-- BEGIN TEXT --
Guwahati
Union Environment Minister Bhupender Yadav has called for consensus-based decisions on climate action, warning that global negotiations become “complicated” when developed countries fail to fulfil their historical responsibilities or resist an equitable share of the global carbon budget.
In an interview to PTI after returning from the UN COP30 Climate Summit in Brazil, Yadav said climate solutions must respect the UN principle of equity and common but differentiated responsibilities and respective capabilities (CBDR-RC).
“India supports consensus-based decision-making using multilateral platforms to resolve global issues like climate change,” he said. “Negotiations become complicated when developed countries fail to acknowledge historical responsibility or resist equitable distribution of carbon space.”
Yadav, who led the Indian delegation at the summit in Belem (Nov 10–22), said ensuring energy security for the Global South is crucial while planning a complete transition away from fossil fuels.
On India’s position on the Belem Roadmap for transitioning away from fossil fuels, he clarified that the plan announced by the COP30 Presidency was “outside the negotiations” and did not form part of the UNFCCC text. “India emphasised the need for energy security and the technological challenges of managing power grids when shifting completely to renewable energy, as renewables are intermittent in availability,” he said.
-- END TEXT --
-- BEGIN DATASET EXTRACT --
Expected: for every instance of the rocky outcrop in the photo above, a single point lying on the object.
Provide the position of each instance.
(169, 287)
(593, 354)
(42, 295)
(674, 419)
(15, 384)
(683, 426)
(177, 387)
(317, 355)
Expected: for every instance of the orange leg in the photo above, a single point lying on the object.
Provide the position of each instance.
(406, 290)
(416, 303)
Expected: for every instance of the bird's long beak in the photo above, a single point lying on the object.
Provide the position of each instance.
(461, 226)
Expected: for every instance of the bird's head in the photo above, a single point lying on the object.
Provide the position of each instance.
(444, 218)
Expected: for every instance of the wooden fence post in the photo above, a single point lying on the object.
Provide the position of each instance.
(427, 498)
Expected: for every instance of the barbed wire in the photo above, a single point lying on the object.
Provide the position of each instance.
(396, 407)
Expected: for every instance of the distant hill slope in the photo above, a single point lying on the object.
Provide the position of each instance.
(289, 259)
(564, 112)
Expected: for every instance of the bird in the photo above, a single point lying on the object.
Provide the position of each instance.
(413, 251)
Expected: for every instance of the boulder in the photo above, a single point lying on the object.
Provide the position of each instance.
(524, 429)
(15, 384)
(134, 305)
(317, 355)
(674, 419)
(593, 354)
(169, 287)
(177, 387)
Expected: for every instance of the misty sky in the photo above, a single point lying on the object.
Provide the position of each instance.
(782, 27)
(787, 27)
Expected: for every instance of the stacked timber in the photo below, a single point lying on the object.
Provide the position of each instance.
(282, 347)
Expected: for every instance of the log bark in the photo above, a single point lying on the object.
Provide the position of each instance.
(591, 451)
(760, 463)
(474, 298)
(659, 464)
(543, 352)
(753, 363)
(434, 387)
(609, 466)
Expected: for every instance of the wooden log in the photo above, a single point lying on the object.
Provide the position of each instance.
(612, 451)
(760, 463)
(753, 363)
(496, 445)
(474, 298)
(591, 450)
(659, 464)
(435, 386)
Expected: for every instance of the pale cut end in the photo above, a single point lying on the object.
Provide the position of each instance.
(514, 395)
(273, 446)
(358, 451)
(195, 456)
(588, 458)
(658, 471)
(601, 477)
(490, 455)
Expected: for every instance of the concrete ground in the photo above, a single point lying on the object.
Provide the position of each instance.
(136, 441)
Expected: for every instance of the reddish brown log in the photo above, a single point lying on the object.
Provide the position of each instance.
-- END DATASET EXTRACT --
**DIRECTION 1:**
In the climate article, rewrite the paragraph beginning "Yadav, who led the Indian delegation" as one shorter sentence that keeps its main facts.
**DIRECTION 2:**
Please answer these questions from the climate article, one line each:
(a) Which news agency interviewed Yadav?
(b) In which city and country was COP30 held?
(c) What reason did India give for the difficulty of managing power grids when shifting fully to renewable energy?
**DIRECTION 3:**
Extend the climate article with a few sentences that follow on from its final paragraph.
The listing isn't needed for any of this work.

**FINAL RESULT 1:**
Yadav, head of India's delegation at the Belem summit (Nov 10–22), said energy security for the Global South is crucial while planning a complete shift away from fossil fuels.

**FINAL RESULT 2:**
(a) PTI
(b) Belem, Brazil
(c) Renewables are intermittent in availability.

**FINAL RESULT 3:**
The Brazil summit concluded with pledges for enhanced climate adaptation finance but without a negotiated roadmap to phase out fossil fuels.
Yadav said India is “accelerating its transition to a low-carbon and sustainable economy” through large-scale mitigation and adaptation initiatives. Key interventions span water, agriculture, forests, renewable energy, mobility, housing, waste management, circular economy and resource efficiency.
He said the National Action Plan on Climate Change (NAPCC) remains the overarching framework, while all 34 states and Union Territories have prepared State Action Plans (SAPCCs) aligned with it.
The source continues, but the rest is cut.